Oleh: Joko Intarto
Kawan saya sedang gundah. Gara-gara selembar surat somasi dari sebuah stasiun televisi. ‘’Ini somasi kedua,’’ kata pimpinan biro iklan itu dengan nada masygul.
Sudah 10 tahun ia memasang iklan di stasiun TV itu. Lancar-lancar saja. Baru sekali ini ia kesandung masalah. Dampak pandemi.
Persoalan bermula pada awal tahun 2020. Biro iklan itu menerima order pemasangan iklan di sebuah stasiun TV yang sekang menyomasi itu. Nilainya tidak besar. Untuk ukuran iklan TV. Tapi juga tidak bisa dibilang kecil.
Pendek cerita, biro iklan itu kemudian membuat order pemasangan iklan ke stasiun TV tersebut atas nama kliennya: perusahaan jasa berbasis aplikasi.

= = = =

Lanjutkan kisah di atas tentang biro iklan yang disomasi stasiun televisi, dimulai sesudah kalimat terakhirnya.

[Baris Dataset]
= = = =

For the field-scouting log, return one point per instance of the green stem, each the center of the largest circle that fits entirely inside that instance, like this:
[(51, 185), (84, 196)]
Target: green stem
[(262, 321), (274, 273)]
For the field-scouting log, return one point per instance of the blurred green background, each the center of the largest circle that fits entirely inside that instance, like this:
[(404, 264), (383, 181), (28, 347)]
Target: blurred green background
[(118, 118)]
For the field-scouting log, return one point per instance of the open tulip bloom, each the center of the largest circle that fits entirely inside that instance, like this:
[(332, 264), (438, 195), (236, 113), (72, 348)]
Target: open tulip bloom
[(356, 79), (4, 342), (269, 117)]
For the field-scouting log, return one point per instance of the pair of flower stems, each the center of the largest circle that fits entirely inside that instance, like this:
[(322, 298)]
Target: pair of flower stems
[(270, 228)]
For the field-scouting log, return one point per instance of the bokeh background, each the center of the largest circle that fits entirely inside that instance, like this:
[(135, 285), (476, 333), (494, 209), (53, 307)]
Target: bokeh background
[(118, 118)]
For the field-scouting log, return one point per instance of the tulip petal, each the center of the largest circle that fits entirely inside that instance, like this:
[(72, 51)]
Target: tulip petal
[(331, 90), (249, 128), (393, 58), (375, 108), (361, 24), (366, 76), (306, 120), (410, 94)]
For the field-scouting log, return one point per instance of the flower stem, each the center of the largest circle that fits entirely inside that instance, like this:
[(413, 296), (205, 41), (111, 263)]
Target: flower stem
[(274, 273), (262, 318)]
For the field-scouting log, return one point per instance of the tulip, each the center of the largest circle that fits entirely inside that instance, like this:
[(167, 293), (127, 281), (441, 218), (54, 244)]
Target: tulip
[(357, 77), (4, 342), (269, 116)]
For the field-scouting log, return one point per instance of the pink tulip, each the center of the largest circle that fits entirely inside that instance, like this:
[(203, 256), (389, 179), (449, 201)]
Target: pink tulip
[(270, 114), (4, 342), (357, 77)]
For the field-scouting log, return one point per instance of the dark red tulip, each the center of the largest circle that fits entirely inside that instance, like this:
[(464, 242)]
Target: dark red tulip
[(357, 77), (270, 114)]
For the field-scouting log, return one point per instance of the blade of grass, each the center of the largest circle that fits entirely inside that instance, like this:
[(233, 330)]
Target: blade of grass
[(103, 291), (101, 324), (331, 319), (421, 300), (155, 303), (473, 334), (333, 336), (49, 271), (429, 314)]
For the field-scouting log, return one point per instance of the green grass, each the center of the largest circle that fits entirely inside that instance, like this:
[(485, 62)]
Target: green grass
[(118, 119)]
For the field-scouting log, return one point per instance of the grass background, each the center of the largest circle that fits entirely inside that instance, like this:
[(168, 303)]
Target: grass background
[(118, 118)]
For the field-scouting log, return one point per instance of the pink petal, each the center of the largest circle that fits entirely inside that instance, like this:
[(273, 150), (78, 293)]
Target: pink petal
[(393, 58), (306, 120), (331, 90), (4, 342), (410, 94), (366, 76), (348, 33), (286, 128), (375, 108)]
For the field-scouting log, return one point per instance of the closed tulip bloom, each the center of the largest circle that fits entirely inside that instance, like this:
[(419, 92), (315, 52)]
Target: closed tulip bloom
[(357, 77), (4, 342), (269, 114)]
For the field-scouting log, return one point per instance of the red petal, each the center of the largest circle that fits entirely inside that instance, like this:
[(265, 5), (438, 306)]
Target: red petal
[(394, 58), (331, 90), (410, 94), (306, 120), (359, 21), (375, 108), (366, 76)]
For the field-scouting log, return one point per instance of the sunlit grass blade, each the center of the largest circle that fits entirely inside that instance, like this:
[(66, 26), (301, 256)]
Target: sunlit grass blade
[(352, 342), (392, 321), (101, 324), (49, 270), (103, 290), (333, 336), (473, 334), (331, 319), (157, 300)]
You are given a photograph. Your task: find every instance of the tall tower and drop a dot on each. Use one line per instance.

= = = =

• _Kunci Jawaban_:
Promosi berjalan sesuai jadwal. Stasiun TV menayangkan sesuai order. Tidak ada yang kurang satu pun.
Sayangnya, tak lama setelah promosi berjalan, Indonesia dilanda pagebluk Covid-19. Muncullah berbagai aturan: Larangan dan kewajiban. Mulai 3M, 5M, 7M sampai 11T. Eh!
Perusahaan klien itu akhirnya kelimpungan. Usahanya mati sebelum berkembang. Menyisakan utang yang menggunung. Salah satunya: biaya iklan di stasiun TV itu.
Meski demikian, klien itu tetap berusaha menyelesaikan utangnya. Walau perusahaannya kolaps, utang tetap dibayar. Bertahap. Sampai saat ini sudah terbayar sekitar 30 persen. Dari nilai yang miliaran rupiah itu.
Sejak dua atau tiga bulan lalu, biro iklan itu tidak bisa menghubungi kliennya. Komunikasi terputus. Cicilan utang ikut-ikutan tersendat.
Tiba-tiba biro iklan itu menerima somasi dari stasiun TV. Dua kali pula. Isi somasi sebenarnya standar: Meminta agar penerima surat menyelesaikan kewajiban sebelum masuk ranah pengadilan.
‘’Saya harus bagaimana bro?’’ tanya teman saya.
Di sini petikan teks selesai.